══ Estratto della fonte

Guardando l’esperienza di Wuhan i primi dasi sull’efficacia delle misure adottate sono arrivati 16-18 giorni dopo dell’implementazione di misure severissime, molto più severe di quelle che stiamo vivendo noi.
«Non c’è un dato assoluto a cui dobbiamo puntare che ci dirà che siamo fuori pericolo ma dobbiamo osservare una curva discendente di contagi che si prolunga nel tempo.
Se tra qualche giorno vediamo che il trend è in discesa vuol dire che le misure adottate hanno funzionato. Ma se in quel momento molliamo, riaprendo scuole, stadi, palestre, il rischio è che i casi riesplodano e i sacrifici fatti non saranno serviti. Se il trend invece continuerà a salire vuol dire che le misure adottate non sono state sufficienti e dovranno essere riviste per renderle più stringenti.

════

◆ **Domande**:
1. Rispondi in breve a ciascuna domanda basandoti sul brano sul contenimento dei contagi.
(a) Dopo quanti giorni dall'introduzione delle misure sono arrivati i primi dati sulla loro efficacia a Wuhan?
(b) Che cosa significa, secondo il brano, un trend dei contagi in discesa?
(c) Che cosa si dovrà fare con le misure se il trend continuerà a salire?
2. Elenca tutti i luoghi che, secondo il brano sul contenimento dei contagi, verrebbero riaperti se si mollasse.
3. Scrivi un seguito del brano sul contenimento dei contagi a partire dall'ultima frase.
Questi dati provengono da una fonte diversa dal brano sul contenimento dei contagi.

══ Dati riportati

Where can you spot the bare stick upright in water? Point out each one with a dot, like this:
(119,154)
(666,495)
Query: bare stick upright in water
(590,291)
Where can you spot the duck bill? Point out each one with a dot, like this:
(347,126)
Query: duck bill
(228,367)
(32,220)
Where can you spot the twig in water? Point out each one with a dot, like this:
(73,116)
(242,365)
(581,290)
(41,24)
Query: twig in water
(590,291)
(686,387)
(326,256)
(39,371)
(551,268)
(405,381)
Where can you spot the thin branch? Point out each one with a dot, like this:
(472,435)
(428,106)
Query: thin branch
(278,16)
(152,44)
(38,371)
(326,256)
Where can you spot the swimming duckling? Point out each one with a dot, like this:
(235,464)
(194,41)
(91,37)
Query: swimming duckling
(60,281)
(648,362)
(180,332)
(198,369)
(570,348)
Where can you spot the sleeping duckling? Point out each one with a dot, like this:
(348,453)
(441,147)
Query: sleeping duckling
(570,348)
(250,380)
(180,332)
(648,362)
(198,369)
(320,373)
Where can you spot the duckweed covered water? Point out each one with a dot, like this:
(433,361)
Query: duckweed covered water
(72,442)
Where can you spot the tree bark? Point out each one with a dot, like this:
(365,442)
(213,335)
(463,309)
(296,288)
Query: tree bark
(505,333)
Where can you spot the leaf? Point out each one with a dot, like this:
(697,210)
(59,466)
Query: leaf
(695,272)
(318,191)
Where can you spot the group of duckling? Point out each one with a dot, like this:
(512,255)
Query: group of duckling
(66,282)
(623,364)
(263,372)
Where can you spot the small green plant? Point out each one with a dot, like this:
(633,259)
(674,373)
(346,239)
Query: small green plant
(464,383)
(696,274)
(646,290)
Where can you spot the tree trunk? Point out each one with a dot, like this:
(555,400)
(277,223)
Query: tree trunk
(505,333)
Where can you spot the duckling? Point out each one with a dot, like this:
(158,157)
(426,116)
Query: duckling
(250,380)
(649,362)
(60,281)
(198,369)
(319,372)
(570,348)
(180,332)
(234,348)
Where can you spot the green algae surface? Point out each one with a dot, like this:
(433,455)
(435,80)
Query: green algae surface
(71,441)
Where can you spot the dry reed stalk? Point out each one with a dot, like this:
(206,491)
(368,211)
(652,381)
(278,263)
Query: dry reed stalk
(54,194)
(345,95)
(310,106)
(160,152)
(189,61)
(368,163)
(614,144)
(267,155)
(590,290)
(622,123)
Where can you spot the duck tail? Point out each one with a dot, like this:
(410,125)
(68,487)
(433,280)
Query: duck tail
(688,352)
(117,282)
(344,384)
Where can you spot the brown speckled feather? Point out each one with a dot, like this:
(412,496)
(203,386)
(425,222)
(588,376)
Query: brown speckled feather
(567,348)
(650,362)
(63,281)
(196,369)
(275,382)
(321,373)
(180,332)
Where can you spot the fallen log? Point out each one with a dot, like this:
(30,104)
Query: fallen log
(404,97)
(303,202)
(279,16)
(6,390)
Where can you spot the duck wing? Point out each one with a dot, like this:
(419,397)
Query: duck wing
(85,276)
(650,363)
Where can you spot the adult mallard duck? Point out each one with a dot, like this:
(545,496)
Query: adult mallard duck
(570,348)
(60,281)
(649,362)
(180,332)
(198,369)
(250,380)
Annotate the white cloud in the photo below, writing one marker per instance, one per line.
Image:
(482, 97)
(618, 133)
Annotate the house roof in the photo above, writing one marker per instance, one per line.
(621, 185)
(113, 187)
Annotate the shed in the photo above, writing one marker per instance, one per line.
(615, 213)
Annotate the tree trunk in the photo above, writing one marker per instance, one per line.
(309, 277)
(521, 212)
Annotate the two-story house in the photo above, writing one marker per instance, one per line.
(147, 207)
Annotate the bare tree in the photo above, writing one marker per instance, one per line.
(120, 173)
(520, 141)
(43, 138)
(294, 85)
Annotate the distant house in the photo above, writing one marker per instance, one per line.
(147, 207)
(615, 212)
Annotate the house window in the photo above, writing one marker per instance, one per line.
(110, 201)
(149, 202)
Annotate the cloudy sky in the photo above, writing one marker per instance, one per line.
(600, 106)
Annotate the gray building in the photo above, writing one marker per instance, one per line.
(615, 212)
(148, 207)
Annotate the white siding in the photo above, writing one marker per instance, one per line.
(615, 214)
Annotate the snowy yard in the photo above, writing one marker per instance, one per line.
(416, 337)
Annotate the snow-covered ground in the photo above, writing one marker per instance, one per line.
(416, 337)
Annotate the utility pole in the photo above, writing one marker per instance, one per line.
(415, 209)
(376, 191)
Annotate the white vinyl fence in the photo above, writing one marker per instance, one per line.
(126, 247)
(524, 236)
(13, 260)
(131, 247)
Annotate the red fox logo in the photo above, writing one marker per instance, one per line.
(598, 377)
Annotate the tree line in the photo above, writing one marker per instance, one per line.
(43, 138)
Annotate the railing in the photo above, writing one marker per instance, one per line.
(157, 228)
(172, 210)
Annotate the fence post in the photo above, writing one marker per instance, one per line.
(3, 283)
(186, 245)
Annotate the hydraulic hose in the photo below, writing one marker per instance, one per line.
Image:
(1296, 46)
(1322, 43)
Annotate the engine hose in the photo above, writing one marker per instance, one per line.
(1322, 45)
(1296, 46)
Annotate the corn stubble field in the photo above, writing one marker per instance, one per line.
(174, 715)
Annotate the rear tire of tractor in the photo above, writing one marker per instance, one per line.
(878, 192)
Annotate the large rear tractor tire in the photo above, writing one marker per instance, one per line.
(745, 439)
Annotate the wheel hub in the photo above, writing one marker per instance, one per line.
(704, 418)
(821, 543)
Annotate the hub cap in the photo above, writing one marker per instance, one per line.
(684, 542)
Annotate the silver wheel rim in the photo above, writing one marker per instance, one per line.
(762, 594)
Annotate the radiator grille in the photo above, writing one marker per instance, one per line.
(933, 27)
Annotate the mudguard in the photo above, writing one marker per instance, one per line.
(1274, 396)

════

◆ **Risposte**:
1.
(a) Dopo 16-18 giorni.
(b) Significa che le misure adottate hanno funzionato.
(c) Le misure dovranno essere riviste per renderle più stringenti.

2. scuole, stadi, palestre

3.
Qualunque sacrificio in più faremo oggi non sarebbe nulla in confronto a quello che potrebbe accadere se il virus partisse libero perché il nostro sistema sanitario andrebbe in tilt. Il paziente uno, quel ragazzo di 38 anni che non è un anziano ma uno sportivo è ancora in vita perché è curato in modo adeguato e ha trovato un posto in terapia intensiva. Se ci ammaleremo tutti insieme gli ospedali andranno al collasso. Anche le persone più giovani possono sviluppare sintomi gravi».
L’obiettivo, lo sappiamo, è spingere il più possibile in avanti l’epidemia. Forse non riusciremo a batterla, ma contenerla sì . «Ci sono diverse speranze: che il coronavirus diventi più buono, ma quando e se succederà non lo possiamo ancora sapere. Inoltre il fattore meteo potrebbe essere rilevante: altri coronavirus in generale circolano in primavera , ma quando arriva l’estate tutti i virus respiratori si trasmettono meno, non fosse altro perché le scuole chiudono (serbatoio molto importante di trasmissione) e si sta di più all’aria aperta».